━━ Supplied data ━━

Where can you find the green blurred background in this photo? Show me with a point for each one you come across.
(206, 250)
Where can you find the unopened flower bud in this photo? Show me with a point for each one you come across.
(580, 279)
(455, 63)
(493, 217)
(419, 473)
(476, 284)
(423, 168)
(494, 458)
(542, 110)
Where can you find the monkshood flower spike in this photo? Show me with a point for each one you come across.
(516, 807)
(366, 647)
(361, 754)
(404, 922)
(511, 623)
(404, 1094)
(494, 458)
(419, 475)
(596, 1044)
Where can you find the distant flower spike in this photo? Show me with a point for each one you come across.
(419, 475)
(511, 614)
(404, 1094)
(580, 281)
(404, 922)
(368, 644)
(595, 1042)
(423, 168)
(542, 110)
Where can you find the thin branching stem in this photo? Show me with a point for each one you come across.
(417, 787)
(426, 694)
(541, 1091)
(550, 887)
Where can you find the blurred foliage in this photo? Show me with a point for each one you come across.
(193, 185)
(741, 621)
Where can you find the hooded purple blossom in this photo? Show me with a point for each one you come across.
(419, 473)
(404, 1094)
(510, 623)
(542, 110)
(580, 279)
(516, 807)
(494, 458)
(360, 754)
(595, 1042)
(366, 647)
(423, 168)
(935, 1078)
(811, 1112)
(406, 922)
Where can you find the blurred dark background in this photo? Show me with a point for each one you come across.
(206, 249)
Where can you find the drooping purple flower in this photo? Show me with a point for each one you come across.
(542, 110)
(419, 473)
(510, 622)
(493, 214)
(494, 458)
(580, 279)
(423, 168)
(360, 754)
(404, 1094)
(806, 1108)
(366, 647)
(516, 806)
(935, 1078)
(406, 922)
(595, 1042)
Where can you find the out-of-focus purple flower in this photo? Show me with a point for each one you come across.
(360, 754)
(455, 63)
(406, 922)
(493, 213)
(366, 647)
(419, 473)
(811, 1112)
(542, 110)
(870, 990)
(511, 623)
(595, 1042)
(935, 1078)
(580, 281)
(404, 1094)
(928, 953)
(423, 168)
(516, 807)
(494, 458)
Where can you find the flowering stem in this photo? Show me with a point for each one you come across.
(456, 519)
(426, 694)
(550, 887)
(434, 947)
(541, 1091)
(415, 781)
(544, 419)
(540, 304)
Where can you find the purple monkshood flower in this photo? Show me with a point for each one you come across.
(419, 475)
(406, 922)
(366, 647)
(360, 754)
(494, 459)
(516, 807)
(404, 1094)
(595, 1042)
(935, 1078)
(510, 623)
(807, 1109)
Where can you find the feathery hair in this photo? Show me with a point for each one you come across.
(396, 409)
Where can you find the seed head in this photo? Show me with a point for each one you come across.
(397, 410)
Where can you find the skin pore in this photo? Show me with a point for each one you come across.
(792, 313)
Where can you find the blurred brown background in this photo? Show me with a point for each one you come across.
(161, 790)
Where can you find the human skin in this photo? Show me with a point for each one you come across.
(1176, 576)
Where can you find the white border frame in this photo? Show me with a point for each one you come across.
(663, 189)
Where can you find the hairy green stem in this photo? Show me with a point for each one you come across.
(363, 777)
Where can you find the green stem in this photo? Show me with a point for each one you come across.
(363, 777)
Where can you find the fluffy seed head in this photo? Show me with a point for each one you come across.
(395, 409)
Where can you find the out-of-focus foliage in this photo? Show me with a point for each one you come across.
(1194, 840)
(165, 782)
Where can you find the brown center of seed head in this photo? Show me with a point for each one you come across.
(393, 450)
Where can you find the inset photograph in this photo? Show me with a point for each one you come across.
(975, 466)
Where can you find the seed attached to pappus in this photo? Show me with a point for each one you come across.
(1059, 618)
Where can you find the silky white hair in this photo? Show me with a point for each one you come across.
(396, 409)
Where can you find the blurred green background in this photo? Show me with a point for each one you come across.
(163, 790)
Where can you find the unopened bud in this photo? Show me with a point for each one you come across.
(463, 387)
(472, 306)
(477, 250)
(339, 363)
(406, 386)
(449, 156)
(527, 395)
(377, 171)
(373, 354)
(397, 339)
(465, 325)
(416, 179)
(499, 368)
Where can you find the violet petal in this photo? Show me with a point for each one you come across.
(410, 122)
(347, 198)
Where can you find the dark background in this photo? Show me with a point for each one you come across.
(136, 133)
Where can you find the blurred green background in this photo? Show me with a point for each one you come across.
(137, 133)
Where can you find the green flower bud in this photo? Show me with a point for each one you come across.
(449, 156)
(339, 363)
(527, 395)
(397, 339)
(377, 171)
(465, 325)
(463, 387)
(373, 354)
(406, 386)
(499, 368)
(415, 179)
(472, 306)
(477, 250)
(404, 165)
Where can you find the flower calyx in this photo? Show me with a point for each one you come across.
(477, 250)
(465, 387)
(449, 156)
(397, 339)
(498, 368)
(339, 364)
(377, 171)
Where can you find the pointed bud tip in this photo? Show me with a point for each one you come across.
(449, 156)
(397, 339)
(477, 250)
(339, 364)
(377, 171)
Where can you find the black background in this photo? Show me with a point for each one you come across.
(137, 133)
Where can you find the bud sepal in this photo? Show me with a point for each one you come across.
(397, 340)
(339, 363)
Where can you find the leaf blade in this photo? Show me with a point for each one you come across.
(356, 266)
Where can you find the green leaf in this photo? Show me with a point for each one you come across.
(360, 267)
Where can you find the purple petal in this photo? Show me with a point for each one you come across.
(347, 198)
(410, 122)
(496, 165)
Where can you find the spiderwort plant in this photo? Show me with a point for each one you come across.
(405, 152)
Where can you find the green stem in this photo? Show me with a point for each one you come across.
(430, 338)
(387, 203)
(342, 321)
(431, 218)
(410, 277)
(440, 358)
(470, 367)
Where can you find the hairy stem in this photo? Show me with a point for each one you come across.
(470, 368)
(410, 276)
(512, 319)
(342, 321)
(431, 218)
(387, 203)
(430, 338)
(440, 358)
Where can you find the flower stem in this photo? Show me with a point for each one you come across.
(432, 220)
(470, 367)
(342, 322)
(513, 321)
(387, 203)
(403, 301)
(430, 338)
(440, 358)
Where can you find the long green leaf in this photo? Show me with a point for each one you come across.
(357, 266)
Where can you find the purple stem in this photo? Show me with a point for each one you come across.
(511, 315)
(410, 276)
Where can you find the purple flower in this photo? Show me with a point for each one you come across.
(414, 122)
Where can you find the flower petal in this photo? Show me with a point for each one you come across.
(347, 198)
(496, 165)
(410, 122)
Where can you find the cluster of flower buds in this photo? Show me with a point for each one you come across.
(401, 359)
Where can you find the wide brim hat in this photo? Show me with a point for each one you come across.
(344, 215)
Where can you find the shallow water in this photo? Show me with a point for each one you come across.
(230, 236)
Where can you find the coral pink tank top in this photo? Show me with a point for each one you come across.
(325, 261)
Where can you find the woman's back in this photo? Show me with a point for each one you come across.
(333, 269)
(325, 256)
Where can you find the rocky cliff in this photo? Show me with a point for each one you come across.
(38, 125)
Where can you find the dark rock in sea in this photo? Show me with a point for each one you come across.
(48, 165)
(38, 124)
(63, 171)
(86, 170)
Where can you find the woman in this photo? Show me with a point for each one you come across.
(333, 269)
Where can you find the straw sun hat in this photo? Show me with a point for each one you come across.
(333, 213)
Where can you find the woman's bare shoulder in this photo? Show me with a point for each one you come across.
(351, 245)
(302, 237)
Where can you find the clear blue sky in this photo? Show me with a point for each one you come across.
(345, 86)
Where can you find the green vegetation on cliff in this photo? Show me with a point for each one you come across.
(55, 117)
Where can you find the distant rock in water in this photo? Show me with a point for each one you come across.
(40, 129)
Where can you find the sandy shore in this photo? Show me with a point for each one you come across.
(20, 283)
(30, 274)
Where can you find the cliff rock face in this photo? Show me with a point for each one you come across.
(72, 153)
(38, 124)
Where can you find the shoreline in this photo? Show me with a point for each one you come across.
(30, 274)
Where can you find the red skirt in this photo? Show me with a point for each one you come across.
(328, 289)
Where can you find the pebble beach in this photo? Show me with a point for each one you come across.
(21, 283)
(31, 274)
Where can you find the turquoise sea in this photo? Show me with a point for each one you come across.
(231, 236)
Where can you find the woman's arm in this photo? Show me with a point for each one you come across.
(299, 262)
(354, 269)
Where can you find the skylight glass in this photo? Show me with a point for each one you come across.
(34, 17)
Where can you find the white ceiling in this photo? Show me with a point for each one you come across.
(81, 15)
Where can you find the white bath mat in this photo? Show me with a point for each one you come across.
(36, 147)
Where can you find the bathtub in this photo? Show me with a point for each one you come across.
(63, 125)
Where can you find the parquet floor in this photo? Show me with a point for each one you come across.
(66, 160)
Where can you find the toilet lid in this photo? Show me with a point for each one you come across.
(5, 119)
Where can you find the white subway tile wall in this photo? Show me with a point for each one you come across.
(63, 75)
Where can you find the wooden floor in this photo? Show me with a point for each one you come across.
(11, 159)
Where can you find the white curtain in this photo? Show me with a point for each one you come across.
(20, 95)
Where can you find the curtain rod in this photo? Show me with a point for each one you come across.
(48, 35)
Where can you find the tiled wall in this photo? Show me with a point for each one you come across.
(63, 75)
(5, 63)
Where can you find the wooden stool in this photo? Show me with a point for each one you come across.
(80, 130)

━━━

Task prompt =
Convert the data above into a numbered list, from the line containing "Where can you find the curtain" through the final line of the data, both ends included. Omit any blank lines.

Reply to the task =
1. Where can you find the curtain rod in this photo? Show me with a point for each one you come across.
2. (48, 35)
3. Where can you find the tiled wall in this photo? Show me with a point for each one you come across.
4. (63, 75)
5. (5, 63)
6. Where can you find the wooden stool in this photo? Show me with a point for each one you come across.
7. (80, 130)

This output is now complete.